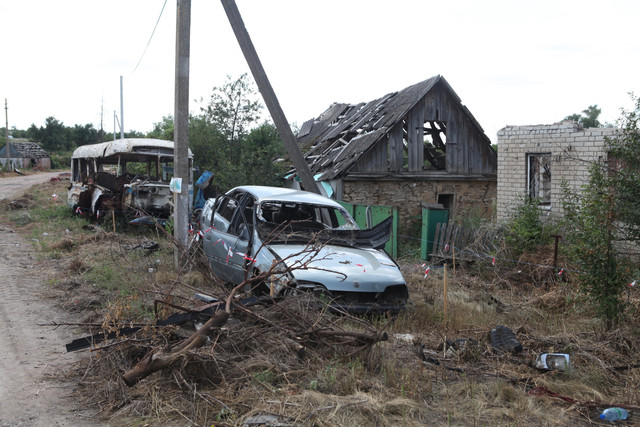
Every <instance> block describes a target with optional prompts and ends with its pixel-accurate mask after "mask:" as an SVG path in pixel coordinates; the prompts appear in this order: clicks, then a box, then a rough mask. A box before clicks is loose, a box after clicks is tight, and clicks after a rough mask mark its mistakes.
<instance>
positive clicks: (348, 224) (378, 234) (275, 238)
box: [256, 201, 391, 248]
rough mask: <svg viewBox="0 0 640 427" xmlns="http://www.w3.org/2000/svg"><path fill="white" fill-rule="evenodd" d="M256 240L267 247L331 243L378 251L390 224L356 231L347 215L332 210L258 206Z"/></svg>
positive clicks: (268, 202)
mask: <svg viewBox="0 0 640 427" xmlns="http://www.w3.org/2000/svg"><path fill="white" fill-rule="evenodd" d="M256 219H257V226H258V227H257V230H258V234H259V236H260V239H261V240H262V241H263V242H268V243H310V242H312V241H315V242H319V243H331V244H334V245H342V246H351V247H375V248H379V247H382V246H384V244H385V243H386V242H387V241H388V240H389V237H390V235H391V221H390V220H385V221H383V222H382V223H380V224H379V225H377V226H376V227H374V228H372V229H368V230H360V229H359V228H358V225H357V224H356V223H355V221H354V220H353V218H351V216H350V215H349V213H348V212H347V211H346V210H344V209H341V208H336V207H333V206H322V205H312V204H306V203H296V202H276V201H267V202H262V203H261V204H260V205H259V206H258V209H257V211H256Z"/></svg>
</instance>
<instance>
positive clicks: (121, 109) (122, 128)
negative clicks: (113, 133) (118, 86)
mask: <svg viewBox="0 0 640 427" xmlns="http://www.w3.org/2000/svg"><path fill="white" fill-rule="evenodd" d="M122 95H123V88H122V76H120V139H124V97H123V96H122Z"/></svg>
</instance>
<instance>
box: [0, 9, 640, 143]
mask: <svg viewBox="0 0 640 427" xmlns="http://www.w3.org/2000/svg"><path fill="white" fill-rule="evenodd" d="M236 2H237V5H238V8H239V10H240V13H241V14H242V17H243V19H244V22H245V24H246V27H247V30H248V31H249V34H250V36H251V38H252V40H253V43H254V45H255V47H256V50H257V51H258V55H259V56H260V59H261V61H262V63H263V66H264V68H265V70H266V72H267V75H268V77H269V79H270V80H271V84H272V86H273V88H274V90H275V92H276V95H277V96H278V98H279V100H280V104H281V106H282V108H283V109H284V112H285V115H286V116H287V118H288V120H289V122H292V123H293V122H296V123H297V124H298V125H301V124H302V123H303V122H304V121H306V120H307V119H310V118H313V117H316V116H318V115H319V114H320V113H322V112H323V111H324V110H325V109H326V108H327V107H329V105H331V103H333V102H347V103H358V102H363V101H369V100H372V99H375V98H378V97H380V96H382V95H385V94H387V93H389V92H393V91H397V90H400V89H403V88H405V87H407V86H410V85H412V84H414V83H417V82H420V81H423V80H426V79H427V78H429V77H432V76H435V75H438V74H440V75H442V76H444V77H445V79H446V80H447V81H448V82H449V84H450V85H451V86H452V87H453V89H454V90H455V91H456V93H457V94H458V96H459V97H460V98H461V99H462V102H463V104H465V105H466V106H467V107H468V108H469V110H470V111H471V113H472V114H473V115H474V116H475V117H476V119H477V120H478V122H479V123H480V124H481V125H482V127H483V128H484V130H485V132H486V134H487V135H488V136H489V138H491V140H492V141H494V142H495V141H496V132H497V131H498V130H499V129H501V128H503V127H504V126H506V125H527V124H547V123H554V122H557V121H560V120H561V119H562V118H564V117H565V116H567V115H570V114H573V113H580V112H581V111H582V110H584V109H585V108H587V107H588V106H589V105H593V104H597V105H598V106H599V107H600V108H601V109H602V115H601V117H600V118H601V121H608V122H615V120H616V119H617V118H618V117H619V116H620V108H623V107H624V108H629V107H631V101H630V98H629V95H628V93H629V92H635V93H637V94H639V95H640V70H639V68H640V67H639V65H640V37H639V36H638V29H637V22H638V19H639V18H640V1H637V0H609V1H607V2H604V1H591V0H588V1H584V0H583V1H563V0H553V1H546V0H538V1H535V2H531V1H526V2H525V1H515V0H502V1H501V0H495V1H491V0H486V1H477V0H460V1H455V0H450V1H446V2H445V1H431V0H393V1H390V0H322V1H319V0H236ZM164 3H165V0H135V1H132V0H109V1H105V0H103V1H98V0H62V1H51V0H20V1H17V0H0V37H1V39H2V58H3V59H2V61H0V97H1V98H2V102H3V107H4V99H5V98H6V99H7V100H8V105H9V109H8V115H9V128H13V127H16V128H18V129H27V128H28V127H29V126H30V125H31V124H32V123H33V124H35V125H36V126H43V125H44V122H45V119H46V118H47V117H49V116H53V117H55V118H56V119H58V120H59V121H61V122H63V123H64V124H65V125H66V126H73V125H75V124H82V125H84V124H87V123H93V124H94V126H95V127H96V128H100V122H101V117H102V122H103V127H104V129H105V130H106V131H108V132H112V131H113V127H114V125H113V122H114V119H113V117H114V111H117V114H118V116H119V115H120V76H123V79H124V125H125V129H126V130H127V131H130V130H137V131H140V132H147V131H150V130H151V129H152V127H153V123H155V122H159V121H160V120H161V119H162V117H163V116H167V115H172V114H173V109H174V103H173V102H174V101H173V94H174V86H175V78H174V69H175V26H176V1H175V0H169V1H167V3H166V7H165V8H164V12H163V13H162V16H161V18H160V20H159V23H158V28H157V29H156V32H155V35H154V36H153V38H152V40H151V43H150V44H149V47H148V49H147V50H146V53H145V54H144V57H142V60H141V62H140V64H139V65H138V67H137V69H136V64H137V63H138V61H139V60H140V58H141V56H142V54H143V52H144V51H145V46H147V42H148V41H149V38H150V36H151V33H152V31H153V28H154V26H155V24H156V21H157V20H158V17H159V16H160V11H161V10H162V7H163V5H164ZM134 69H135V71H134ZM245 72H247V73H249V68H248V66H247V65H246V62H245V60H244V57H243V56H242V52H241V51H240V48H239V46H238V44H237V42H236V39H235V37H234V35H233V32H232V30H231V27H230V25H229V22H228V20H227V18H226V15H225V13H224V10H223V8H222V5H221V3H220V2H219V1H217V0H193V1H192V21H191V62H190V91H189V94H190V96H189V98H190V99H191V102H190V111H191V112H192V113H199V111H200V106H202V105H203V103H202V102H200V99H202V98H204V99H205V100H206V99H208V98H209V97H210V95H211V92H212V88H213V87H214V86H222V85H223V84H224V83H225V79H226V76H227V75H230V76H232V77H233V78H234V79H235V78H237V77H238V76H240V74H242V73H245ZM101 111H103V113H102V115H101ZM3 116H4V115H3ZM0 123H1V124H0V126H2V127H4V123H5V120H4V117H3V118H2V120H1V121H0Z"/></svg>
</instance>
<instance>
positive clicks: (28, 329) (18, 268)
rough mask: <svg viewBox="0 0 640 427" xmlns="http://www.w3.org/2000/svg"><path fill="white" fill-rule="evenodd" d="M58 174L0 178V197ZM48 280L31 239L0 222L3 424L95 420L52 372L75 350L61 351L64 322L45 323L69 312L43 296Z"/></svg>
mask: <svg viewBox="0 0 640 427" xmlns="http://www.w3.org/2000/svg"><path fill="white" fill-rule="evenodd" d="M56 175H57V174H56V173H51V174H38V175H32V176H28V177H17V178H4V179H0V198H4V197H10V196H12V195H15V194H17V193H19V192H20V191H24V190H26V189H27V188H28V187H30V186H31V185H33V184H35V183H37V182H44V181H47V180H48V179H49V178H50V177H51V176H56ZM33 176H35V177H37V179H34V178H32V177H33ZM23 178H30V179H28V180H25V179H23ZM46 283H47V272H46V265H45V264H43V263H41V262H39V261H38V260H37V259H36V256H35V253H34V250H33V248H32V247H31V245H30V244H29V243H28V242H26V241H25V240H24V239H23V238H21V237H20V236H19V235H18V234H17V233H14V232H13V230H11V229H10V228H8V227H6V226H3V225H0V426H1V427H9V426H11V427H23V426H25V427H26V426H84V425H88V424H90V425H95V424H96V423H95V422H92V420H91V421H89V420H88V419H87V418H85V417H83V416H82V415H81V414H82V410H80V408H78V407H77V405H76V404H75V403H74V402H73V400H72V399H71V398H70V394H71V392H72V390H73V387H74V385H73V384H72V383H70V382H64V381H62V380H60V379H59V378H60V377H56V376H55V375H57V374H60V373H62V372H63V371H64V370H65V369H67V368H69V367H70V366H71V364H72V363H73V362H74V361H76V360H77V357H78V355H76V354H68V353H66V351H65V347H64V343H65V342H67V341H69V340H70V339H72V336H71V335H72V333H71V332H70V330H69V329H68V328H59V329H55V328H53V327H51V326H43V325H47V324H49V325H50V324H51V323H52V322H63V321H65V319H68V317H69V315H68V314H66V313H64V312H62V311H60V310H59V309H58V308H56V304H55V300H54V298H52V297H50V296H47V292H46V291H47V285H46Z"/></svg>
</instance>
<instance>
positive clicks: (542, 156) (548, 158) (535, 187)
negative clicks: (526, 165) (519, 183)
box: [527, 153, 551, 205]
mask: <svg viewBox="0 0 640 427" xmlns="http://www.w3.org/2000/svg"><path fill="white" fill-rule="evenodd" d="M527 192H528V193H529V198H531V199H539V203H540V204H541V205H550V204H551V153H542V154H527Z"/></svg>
═══
[과제 목표]: 자료의 처음에서 시작해 "positive clicks: (348, 224)"가 들어 있는 줄에서 끝나는 줄들을 양 끝을 포함해 그대로 돌려주세요. 그림은 답에 넣지 마세요.

[과제 결과]:
Every <instance> block describes a target with optional prompts and ends with its pixel-accurate mask after "mask:" as an SVG path in pixel coordinates; the prompts appear in this order: clicks, then a box, then a rough mask. A box before clicks is loose, a box after clicks is tight, and clicks after a rough mask mark its mistakes.
<instance>
positive clicks: (348, 224) (378, 234) (275, 238)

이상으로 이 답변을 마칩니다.